**提示本文:**
では、プロでない個人投資家はどうしたらいいのか。以下まとめで、個人投資家のオプションに関する私見を述べたいと思います。

まとめ

オプションとしては、以下があると考えます。

 

1)セクターローテーションは気にせず、自分の方針を貫く

2)景気局面の変化に合わせて、保有銘柄を組み換える(売却・買付)

3)景気局面の変化に合わせて、保有銘柄に組み入れる(買付オンリー

4)セクターローテーションのためETFを積立買付

 

それぞれ内容を見ていきます。

 

1)セクターローテーションは気にせず、自分の方針を貫く

長期保有・配当目的で連続配当株を持っている限り、景気循環によるリターンへの影響は軽微だから、気にしないという考え方です。

 

この時のポイントは、『本気でFIREをめざす人のための資産形成入門』の穂高唯希さんがいう心地よく継続できるスタイルを築いているかどうかです。

 

景気局面によっては評価額が大幅に下がったときにも、自身の投資方針に迷いがない強靭なメンタルの持ち主であれば大丈夫でしょう。そうでなければ、景気局面の変化があっても、評価額がそこまで下がらないポートフォリオを中心に据えるなど、準備しておくことが大事です(ディフェンシブ銘柄を中心とするなど)。

 

2)景気局面の変化に合わせて、保有銘柄を組み換える(売却・買付)

景気局面の変化に合わせて、保有銘柄の組み換えを行うオプションです。

 

この場合、繰り返しで恐縮ですが、最適な売買のタイミングがわからないため、損失のリスクがあります。当然儲けあれるチャンスもあるでしょう。ですので、そのリスクを負うことをいとわないのであれば、これも一つの方法です。

**課題 A:**
セクターローテーションの文章では、1)の考え方のポイントは何だとしていますか。
**課題 B:**
セクターローテーションの文章を、最後の文のあとから書き継いでください。
ここではデータは使いません。

**提供データ:**
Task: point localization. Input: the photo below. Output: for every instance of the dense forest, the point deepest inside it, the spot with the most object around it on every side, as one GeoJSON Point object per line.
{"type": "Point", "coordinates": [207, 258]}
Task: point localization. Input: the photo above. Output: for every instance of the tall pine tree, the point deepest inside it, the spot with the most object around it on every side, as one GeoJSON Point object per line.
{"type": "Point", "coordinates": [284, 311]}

**解答 A:**
心地よく継続できるスタイルを築いているかどうかです。

**解答 B:**
ちなみに、ハワード・マークスは『市場サイクルを極める』で、景気局面を見極めるためには、以下が参考になるといいます。

 

市場上昇局面

・経済関連の明るいニュースが目白押し

・好調な企業業績

・証券市場が強気になる

・リスクへの意識が希薄になる

・全体として投資家が欲深くなる

 

市場下落局面

・景気減速などのネガティブなニュースが多数出る

・証券市場が弱気になる

・リスクをとると損失を出す、と考えるようになる

・恐怖が恐怖を呼び、売りが優勢となる

・市場下落の状況がずっと続き、さらに悪化するのでは悲観的になる

 

3)景気局面の変化に合わせて、保有銘柄に組み入れる(買付オンリー

2)との違いは、保有銘柄の売却と買い付けによる組み換えではなく、買付のみの点です。

 

景気局面の変化で値下がりトレンドが続く銘柄は、仕込み時だともいえます。ですので、「長期保有したいが、割高だと感じていた株」を常にウォッチしておくのがポイントです。そして、いざ景気が変化してきたタイミングで、積立買付を行うのです。当然、景気局面が変わるタイミングの見極めや、その期間を当てることは困難です。ですので、買付余力を見ながら、何か月あるいは何年かに分けて積立購入するのがよいと考えます。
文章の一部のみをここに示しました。